"""
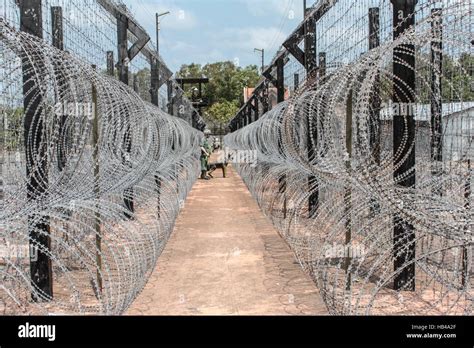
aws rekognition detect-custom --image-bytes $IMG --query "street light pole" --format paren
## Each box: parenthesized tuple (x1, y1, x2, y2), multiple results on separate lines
(254, 48, 265, 74)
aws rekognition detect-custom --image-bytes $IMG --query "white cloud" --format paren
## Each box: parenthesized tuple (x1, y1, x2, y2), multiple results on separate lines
(214, 26, 287, 51)
(120, 0, 304, 71)
(239, 0, 302, 18)
(125, 0, 198, 31)
(170, 40, 197, 52)
(168, 48, 227, 69)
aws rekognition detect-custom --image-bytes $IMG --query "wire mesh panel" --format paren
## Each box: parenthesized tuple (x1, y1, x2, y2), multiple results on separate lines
(226, 0, 473, 315)
(0, 1, 202, 314)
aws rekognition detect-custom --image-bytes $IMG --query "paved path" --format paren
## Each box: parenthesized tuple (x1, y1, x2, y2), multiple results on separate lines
(127, 165, 328, 315)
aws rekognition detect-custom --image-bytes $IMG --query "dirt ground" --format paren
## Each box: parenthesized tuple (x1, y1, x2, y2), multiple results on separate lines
(127, 165, 328, 315)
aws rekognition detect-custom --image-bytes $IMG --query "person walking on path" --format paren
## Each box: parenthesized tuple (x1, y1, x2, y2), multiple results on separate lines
(200, 129, 213, 180)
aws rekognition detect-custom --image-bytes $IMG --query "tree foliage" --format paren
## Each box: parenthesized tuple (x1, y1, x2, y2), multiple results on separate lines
(0, 107, 23, 150)
(207, 100, 239, 125)
(416, 52, 473, 103)
(176, 61, 260, 125)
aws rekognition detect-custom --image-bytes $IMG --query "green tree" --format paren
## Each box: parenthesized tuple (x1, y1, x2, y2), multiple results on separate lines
(416, 52, 473, 103)
(177, 63, 203, 79)
(130, 68, 152, 103)
(0, 107, 23, 150)
(445, 52, 473, 102)
(176, 61, 260, 125)
(207, 101, 239, 125)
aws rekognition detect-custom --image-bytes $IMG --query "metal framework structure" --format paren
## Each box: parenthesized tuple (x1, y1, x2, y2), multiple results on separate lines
(0, 0, 204, 314)
(225, 0, 473, 315)
(0, 0, 472, 316)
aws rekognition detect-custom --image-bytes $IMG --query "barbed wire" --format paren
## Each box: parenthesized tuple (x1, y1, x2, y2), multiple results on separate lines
(225, 0, 473, 315)
(0, 18, 201, 314)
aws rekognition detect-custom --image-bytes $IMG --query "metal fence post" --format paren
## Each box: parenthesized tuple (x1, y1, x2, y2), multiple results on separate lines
(20, 0, 53, 301)
(117, 10, 134, 219)
(391, 0, 417, 291)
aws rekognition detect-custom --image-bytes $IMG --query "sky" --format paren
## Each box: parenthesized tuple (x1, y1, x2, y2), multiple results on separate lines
(122, 0, 315, 73)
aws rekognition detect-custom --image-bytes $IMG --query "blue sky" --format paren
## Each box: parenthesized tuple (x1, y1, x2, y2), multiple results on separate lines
(123, 0, 315, 73)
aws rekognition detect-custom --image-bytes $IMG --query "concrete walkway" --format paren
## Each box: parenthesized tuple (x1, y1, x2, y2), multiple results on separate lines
(127, 165, 328, 315)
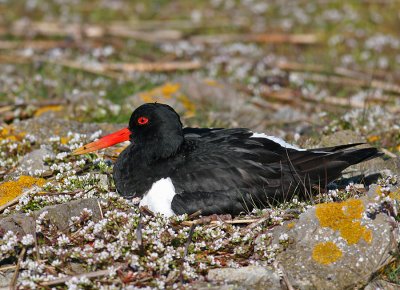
"""
# [TASK TO COMPLETE]
Without copying the pictures, transcribe the entries exactly.

# [ANSWER TO THIS TASK]
aws rekognition detect-custom --image-bytes $IMG --query "street light pole" --format paren
## Each box: parenthesized tuple (x1, y1, x2, y2), multiple results on separate lines
(254, 48, 265, 74)
aws rekognition detect-custom --image-bytes $IMG --query "white cloud" --format paren
## Each box: parenthesized tuple (x1, y1, x2, y2), multiple results on separate lines
(214, 26, 287, 51)
(120, 0, 304, 71)
(239, 0, 302, 18)
(125, 0, 198, 31)
(170, 40, 197, 52)
(168, 48, 227, 69)
aws rekognition detect-custom --image-bytes $IMG --query "wire mesh panel" --format paren
## Each box: parenthesized tuple (x1, y1, x2, y2), multiple results on separate lines
(226, 0, 473, 315)
(0, 1, 202, 314)
aws rekognition detect-custom --image-bytes $IMG --query "paved path" --format paren
## Each box: parenthesized tuple (x1, y1, x2, y2), multiple results on separate lines
(127, 165, 328, 315)
aws rekognition detect-custom --image-bytes $IMG --query "dirt ground" --format paren
## Each box: parenthesized tuple (x1, y1, x2, y2), multiple results on separate lines
(127, 165, 328, 315)
aws rekognition detect-custom --image-bytes $IMG --query "person walking on path" --format paren
## Each box: parenthesized tuple (x1, y1, x2, y2), multiple results on separate lines
(200, 129, 213, 180)
aws rekognition detect-custom --image-bytes $IMG --query "tree foliage" --format paren
## Each box: parenthesized tuple (x1, y1, x2, y2), multiple results on separate lines
(0, 107, 23, 150)
(207, 100, 239, 125)
(416, 52, 473, 103)
(176, 61, 260, 125)
aws rekognition detect-custom --image-bytes $IMG --query "green tree" --format paren
## Each box: parenthesized tuple (x1, y1, x2, y2), multiple results on separate lines
(416, 52, 473, 103)
(177, 63, 203, 79)
(130, 68, 152, 103)
(0, 107, 23, 150)
(445, 52, 473, 102)
(176, 61, 260, 125)
(207, 101, 239, 125)
aws rekognition detect-custom --image-bytes $IMG --query "metal framework structure" --format paren
## Each box: parenthesized tuple (x1, y1, x2, y2), multiple results on separate lines
(0, 0, 204, 314)
(225, 0, 473, 315)
(0, 0, 472, 316)
aws rekognition detect-custom --image-bytes $IMG --query "barbed wire" --format paren
## Each box: parenthesized tuple (x1, y1, x2, y2), multiple results on separate lines
(225, 0, 473, 315)
(0, 18, 201, 314)
aws rekognition detect-custom --image-bytes $IMG --query "metal fence post" --format paren
## Each box: parenthesized tuple (x1, y1, x2, y2), multiple results on separate lines
(20, 0, 53, 301)
(117, 10, 134, 219)
(391, 0, 417, 291)
aws rekognition detect-custom --image-bytes $IMG --query "sky" --format paren
## Each box: parenthesized tuple (x1, y1, x2, y2), multiple results on separate lines
(122, 0, 315, 73)
aws rekognition detect-custom --image-bytes $IMG --query "blue sky" --format paren
## Each box: parenthesized tuple (x1, y1, x2, y2), multiple results on separate lines
(123, 0, 315, 73)
aws rekognition detect-custom --image-bytes $IMG --query "concrete walkway" --format paren
## Each box: parenthesized tuple (x1, y1, x2, y2), multiple results on separate lines
(127, 165, 328, 315)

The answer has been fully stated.